What is asked:
Repeat the lines beginning at the one with "Keypoint placement rule: for each instance of the rear" and running to the end of the material, keeping the first and last of them, exactly as they appear.

Provided information:
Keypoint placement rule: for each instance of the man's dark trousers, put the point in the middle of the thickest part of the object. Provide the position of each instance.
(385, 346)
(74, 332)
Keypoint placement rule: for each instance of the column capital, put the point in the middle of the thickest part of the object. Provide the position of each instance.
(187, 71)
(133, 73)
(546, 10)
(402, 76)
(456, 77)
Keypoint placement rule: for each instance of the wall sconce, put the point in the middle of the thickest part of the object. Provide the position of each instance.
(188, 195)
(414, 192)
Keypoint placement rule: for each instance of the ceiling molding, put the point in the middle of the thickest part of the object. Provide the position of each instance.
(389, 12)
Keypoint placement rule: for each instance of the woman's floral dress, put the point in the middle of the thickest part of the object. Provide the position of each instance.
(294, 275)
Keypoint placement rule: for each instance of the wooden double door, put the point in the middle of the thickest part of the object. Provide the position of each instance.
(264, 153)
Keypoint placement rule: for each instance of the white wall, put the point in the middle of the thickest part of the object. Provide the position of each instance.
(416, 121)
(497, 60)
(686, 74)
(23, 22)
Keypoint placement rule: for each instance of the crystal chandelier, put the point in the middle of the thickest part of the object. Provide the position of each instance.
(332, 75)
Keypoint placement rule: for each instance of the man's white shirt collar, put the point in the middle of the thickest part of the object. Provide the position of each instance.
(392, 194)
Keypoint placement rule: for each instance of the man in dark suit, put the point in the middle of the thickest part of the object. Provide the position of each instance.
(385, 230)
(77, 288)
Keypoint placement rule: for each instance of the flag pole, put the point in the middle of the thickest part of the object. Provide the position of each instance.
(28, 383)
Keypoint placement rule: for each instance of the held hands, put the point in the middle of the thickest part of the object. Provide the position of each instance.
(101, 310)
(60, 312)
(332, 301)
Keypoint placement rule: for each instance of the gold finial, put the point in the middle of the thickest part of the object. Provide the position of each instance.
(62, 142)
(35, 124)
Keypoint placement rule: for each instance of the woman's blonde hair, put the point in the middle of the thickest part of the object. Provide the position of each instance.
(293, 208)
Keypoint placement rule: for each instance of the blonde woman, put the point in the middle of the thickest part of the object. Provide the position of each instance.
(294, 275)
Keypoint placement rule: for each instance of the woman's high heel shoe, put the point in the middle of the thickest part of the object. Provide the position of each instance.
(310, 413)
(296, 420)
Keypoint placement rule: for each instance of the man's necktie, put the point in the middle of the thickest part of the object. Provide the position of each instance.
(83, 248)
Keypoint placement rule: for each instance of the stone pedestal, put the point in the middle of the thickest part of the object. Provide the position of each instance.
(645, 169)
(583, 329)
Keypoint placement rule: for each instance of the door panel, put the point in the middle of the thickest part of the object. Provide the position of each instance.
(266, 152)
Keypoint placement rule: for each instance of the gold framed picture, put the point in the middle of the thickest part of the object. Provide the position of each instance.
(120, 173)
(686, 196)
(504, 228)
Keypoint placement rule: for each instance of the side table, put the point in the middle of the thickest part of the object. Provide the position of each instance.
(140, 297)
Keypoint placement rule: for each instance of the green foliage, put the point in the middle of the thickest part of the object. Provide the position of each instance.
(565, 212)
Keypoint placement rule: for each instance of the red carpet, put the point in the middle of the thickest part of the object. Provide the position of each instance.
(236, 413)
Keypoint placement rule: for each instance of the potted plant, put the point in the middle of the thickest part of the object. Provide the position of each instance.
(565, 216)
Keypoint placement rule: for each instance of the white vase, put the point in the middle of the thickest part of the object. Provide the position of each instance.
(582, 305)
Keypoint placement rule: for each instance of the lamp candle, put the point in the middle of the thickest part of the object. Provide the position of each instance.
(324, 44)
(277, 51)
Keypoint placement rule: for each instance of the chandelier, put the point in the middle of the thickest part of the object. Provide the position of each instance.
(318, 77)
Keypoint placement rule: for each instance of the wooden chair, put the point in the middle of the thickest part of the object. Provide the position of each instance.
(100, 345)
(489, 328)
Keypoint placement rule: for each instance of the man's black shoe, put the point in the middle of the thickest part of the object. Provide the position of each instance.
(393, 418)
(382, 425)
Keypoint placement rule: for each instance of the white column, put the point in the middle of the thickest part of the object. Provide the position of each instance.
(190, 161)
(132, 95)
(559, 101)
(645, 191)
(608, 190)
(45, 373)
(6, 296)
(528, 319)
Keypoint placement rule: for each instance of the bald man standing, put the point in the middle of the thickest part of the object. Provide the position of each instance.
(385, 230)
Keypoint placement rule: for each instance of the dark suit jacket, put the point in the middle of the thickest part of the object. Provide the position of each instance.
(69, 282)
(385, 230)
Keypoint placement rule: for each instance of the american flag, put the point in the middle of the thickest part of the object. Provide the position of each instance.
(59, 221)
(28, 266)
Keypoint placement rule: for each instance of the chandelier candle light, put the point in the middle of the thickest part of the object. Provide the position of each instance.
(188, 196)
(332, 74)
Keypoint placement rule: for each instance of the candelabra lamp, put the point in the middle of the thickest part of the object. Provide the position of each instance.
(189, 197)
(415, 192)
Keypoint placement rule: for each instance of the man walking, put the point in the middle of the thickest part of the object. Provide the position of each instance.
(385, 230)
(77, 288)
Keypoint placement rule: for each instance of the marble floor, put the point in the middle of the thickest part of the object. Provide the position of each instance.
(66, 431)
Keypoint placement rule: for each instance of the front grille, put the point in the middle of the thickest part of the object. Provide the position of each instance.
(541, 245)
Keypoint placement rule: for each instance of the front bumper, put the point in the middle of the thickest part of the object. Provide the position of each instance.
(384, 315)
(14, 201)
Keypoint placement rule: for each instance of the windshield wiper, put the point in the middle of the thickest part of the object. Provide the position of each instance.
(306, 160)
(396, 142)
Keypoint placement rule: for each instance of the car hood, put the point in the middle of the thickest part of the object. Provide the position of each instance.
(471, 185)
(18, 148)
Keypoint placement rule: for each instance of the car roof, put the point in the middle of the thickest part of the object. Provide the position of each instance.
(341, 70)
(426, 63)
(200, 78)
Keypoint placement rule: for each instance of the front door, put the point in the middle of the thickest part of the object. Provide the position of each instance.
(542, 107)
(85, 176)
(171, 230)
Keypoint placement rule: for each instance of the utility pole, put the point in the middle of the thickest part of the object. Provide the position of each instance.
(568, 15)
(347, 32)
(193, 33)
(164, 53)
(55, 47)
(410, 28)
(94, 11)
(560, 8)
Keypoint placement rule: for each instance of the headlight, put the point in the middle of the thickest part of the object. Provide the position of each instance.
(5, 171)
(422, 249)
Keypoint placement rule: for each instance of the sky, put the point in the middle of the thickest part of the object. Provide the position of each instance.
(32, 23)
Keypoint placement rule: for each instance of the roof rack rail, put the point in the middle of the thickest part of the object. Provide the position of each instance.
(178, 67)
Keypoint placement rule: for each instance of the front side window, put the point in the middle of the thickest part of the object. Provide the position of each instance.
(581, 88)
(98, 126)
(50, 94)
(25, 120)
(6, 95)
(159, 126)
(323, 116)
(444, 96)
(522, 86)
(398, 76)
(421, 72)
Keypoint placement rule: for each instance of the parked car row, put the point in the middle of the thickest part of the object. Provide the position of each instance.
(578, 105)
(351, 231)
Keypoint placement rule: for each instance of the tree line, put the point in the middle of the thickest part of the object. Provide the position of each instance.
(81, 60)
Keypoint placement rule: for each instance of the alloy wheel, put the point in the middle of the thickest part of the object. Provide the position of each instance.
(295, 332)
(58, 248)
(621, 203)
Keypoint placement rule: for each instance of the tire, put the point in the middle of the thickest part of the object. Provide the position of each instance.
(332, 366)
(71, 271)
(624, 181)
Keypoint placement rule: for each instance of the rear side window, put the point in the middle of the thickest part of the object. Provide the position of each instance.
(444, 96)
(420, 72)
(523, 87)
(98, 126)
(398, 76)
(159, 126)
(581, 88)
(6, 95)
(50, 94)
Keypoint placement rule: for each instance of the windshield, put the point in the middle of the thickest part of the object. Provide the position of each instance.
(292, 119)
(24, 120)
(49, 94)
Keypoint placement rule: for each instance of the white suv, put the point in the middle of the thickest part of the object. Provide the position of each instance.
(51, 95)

Result of this task:
Keypoint placement rule: for each instance of the rear side window, put the point in the middle of the thickest part of the object. Provide the position of each instance.
(444, 96)
(420, 72)
(523, 87)
(98, 126)
(398, 76)
(159, 126)
(581, 88)
(6, 95)
(50, 94)
Keypoint placement rule: for each instance of the windshield, put the point in the middle of the thickest part of the object. Provide the position of each instance.
(292, 119)
(24, 120)
(49, 94)
Keypoint placement rule: for each instance of the white suv, put the point in the middle of the thickest part of the object. Provide the position of each instance.
(51, 95)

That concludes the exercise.